Provided entries:

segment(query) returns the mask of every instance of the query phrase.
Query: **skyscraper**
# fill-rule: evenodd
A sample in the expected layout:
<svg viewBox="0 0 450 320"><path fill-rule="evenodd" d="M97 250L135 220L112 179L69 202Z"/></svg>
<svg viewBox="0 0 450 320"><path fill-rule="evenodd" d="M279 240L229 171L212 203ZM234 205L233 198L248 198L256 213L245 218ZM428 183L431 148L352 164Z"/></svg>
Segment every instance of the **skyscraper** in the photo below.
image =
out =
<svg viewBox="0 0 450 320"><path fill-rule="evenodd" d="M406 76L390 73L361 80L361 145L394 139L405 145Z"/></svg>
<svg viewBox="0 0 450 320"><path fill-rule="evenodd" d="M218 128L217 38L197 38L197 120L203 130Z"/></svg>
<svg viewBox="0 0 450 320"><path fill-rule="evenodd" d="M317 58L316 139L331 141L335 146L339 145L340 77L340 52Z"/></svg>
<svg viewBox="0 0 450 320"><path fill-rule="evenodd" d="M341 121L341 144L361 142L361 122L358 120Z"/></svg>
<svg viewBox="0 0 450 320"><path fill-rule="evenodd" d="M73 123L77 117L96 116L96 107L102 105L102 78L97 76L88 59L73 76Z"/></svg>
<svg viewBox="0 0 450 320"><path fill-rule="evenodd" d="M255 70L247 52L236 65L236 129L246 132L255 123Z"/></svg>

Work instructions: This exercise calls for an exact reproduction of the material.

Task answer:
segment(query) returns the mask of every instance of the query phrase.
Query: **skyscraper**
# fill-rule: evenodd
A sample in the expected layout:
<svg viewBox="0 0 450 320"><path fill-rule="evenodd" d="M97 250L135 220L112 179L69 202Z"/></svg>
<svg viewBox="0 0 450 320"><path fill-rule="evenodd" d="M279 240L229 171L212 203ZM234 205L233 198L248 198L256 213L245 218ZM428 183L431 148L352 164Z"/></svg>
Segment every instance of the **skyscraper** in the photo below.
image =
out =
<svg viewBox="0 0 450 320"><path fill-rule="evenodd" d="M406 76L390 73L361 80L361 145L394 139L405 145Z"/></svg>
<svg viewBox="0 0 450 320"><path fill-rule="evenodd" d="M218 128L217 38L197 38L197 120L203 130Z"/></svg>
<svg viewBox="0 0 450 320"><path fill-rule="evenodd" d="M317 58L316 139L331 141L335 146L339 145L340 77L340 52Z"/></svg>
<svg viewBox="0 0 450 320"><path fill-rule="evenodd" d="M341 121L341 144L361 142L361 122L358 120Z"/></svg>
<svg viewBox="0 0 450 320"><path fill-rule="evenodd" d="M73 123L77 117L96 116L96 107L102 105L102 78L97 76L88 59L73 76Z"/></svg>
<svg viewBox="0 0 450 320"><path fill-rule="evenodd" d="M255 70L247 52L236 65L236 129L246 132L255 123Z"/></svg>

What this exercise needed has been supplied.